[Excerpts from a point labeling dataset]
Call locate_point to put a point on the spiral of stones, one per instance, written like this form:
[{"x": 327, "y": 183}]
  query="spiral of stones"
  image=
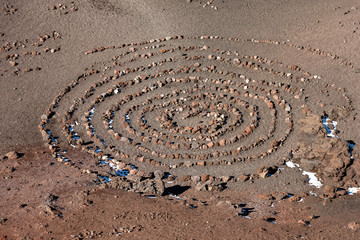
[{"x": 169, "y": 104}]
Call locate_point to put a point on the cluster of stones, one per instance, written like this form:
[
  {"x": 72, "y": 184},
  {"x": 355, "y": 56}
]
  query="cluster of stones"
[
  {"x": 222, "y": 99},
  {"x": 64, "y": 7},
  {"x": 13, "y": 56}
]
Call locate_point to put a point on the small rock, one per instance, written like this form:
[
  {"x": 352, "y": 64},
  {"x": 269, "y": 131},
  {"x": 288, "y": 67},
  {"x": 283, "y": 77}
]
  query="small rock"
[
  {"x": 3, "y": 220},
  {"x": 266, "y": 196},
  {"x": 303, "y": 222},
  {"x": 354, "y": 226},
  {"x": 12, "y": 155}
]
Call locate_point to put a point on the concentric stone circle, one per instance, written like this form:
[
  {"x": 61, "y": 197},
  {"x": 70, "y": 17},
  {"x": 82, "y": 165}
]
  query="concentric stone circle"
[{"x": 186, "y": 105}]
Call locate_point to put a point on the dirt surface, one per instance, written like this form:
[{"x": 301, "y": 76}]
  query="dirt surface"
[{"x": 179, "y": 119}]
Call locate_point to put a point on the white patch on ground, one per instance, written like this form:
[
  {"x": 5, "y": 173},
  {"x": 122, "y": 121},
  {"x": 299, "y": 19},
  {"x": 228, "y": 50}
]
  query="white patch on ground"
[
  {"x": 313, "y": 180},
  {"x": 353, "y": 190}
]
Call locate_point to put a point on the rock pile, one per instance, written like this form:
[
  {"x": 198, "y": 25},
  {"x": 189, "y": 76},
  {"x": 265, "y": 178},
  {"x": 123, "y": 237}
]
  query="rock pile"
[{"x": 186, "y": 108}]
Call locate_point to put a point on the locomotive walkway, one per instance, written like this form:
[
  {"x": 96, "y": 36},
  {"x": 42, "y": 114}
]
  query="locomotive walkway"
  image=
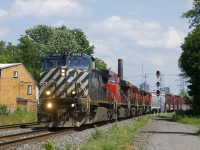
[{"x": 165, "y": 134}]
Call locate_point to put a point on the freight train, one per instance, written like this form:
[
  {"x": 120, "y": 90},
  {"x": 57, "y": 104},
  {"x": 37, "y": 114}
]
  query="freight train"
[{"x": 74, "y": 92}]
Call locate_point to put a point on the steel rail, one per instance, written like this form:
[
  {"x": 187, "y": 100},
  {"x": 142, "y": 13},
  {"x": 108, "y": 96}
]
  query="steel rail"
[
  {"x": 18, "y": 125},
  {"x": 14, "y": 143}
]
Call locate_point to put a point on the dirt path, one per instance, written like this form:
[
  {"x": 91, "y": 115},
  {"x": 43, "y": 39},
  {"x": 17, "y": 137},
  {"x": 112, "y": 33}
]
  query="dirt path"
[{"x": 164, "y": 134}]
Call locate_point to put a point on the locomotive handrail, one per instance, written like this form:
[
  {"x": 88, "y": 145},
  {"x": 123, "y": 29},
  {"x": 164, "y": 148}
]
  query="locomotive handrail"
[{"x": 42, "y": 87}]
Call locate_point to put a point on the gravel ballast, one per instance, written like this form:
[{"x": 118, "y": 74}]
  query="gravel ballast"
[{"x": 163, "y": 133}]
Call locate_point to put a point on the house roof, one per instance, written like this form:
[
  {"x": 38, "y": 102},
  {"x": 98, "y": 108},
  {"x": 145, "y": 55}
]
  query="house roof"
[
  {"x": 9, "y": 65},
  {"x": 2, "y": 66}
]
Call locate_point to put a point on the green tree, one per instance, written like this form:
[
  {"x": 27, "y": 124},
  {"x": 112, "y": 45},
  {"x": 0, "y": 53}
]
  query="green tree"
[
  {"x": 189, "y": 63},
  {"x": 8, "y": 52},
  {"x": 100, "y": 64},
  {"x": 194, "y": 14}
]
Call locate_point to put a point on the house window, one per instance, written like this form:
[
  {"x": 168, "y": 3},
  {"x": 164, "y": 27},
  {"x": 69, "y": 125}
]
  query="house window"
[
  {"x": 15, "y": 74},
  {"x": 29, "y": 89}
]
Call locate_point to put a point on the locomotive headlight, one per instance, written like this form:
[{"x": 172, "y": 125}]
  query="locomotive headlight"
[
  {"x": 63, "y": 72},
  {"x": 48, "y": 93},
  {"x": 73, "y": 92},
  {"x": 49, "y": 105}
]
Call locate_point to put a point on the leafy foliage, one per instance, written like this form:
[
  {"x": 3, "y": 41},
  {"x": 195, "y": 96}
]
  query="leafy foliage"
[
  {"x": 3, "y": 109},
  {"x": 48, "y": 145},
  {"x": 193, "y": 14},
  {"x": 189, "y": 63}
]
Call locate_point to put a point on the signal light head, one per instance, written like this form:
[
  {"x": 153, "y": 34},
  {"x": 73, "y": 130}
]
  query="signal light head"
[
  {"x": 158, "y": 73},
  {"x": 157, "y": 84},
  {"x": 158, "y": 92}
]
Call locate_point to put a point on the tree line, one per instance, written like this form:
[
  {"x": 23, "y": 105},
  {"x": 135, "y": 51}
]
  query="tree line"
[
  {"x": 43, "y": 39},
  {"x": 189, "y": 61}
]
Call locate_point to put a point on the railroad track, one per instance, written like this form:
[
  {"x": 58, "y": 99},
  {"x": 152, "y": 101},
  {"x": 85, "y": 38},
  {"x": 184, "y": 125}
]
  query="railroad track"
[
  {"x": 9, "y": 141},
  {"x": 23, "y": 125}
]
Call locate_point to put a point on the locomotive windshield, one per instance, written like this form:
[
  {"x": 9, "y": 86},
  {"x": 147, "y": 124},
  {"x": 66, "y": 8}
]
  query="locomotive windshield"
[
  {"x": 53, "y": 60},
  {"x": 78, "y": 63}
]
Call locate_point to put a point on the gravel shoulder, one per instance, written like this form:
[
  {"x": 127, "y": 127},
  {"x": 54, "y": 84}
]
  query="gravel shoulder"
[{"x": 163, "y": 133}]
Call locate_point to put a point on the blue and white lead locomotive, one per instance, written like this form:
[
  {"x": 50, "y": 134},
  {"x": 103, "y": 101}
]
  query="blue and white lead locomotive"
[{"x": 72, "y": 91}]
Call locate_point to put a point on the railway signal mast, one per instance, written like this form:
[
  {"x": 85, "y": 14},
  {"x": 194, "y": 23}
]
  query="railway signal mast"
[{"x": 158, "y": 87}]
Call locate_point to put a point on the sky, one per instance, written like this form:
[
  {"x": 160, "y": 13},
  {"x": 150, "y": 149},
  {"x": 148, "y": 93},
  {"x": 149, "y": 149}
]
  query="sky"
[{"x": 146, "y": 34}]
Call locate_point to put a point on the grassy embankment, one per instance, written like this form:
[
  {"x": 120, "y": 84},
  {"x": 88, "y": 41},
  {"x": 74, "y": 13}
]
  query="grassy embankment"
[
  {"x": 19, "y": 116},
  {"x": 114, "y": 138},
  {"x": 186, "y": 118}
]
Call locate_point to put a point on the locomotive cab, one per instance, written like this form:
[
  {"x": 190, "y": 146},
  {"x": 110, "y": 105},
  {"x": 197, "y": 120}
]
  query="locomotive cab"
[{"x": 64, "y": 88}]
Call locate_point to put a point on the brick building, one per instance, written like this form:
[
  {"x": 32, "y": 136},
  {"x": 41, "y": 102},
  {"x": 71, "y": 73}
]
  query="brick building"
[{"x": 17, "y": 87}]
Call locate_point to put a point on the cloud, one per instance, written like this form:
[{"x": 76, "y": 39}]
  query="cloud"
[
  {"x": 3, "y": 13},
  {"x": 45, "y": 8},
  {"x": 130, "y": 39},
  {"x": 3, "y": 32},
  {"x": 150, "y": 34}
]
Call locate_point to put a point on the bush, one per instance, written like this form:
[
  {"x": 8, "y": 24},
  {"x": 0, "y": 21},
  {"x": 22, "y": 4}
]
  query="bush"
[
  {"x": 21, "y": 112},
  {"x": 48, "y": 145},
  {"x": 3, "y": 109}
]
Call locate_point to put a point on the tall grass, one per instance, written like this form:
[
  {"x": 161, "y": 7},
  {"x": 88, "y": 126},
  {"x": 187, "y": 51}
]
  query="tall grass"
[
  {"x": 187, "y": 119},
  {"x": 116, "y": 137},
  {"x": 19, "y": 116}
]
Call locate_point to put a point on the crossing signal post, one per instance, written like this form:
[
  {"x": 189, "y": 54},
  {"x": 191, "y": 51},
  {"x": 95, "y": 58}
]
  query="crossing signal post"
[
  {"x": 158, "y": 88},
  {"x": 158, "y": 83}
]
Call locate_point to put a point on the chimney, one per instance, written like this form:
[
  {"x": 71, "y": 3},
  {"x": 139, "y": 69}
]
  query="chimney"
[{"x": 120, "y": 69}]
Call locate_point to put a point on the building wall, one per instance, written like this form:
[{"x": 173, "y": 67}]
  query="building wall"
[{"x": 12, "y": 87}]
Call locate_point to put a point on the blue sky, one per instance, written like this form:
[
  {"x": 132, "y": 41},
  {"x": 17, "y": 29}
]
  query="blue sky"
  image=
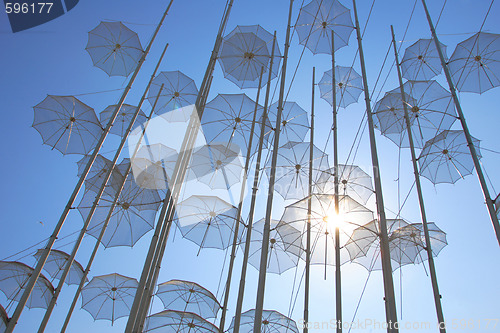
[{"x": 36, "y": 181}]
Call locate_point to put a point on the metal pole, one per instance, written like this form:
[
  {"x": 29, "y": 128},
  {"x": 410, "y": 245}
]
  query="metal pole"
[
  {"x": 390, "y": 300},
  {"x": 57, "y": 229},
  {"x": 432, "y": 268},
  {"x": 472, "y": 148},
  {"x": 246, "y": 251},
  {"x": 259, "y": 307}
]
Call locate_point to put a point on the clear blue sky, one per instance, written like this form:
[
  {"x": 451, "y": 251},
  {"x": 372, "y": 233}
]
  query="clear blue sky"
[{"x": 36, "y": 181}]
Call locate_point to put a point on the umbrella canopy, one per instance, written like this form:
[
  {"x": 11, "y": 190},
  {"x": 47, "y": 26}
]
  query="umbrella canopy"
[
  {"x": 421, "y": 60},
  {"x": 123, "y": 119},
  {"x": 188, "y": 296},
  {"x": 285, "y": 246},
  {"x": 475, "y": 63},
  {"x": 348, "y": 86},
  {"x": 178, "y": 91},
  {"x": 67, "y": 124},
  {"x": 114, "y": 48},
  {"x": 229, "y": 117},
  {"x": 446, "y": 158},
  {"x": 292, "y": 169},
  {"x": 109, "y": 296},
  {"x": 430, "y": 109},
  {"x": 244, "y": 52},
  {"x": 13, "y": 278},
  {"x": 55, "y": 264},
  {"x": 353, "y": 181},
  {"x": 207, "y": 221},
  {"x": 316, "y": 22},
  {"x": 176, "y": 321},
  {"x": 272, "y": 321}
]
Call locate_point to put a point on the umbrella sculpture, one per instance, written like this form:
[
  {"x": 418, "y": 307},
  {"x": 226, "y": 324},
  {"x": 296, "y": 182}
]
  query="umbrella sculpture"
[
  {"x": 475, "y": 63},
  {"x": 348, "y": 86},
  {"x": 207, "y": 221},
  {"x": 316, "y": 22},
  {"x": 178, "y": 91},
  {"x": 272, "y": 321},
  {"x": 114, "y": 48},
  {"x": 176, "y": 321},
  {"x": 67, "y": 124},
  {"x": 217, "y": 165},
  {"x": 229, "y": 117},
  {"x": 421, "y": 60},
  {"x": 446, "y": 158},
  {"x": 55, "y": 264},
  {"x": 188, "y": 296},
  {"x": 353, "y": 181},
  {"x": 133, "y": 216},
  {"x": 109, "y": 296},
  {"x": 292, "y": 169},
  {"x": 13, "y": 278},
  {"x": 285, "y": 247},
  {"x": 430, "y": 108},
  {"x": 244, "y": 52},
  {"x": 123, "y": 118}
]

◆ Given request ◆
Return each line of the listing above that contains the string "freight", treating uppercase and lowercase letters as different.

◆ The result ◆
Call locate_point to put a point on the freight train, one per instance, written like this form:
  query="freight train"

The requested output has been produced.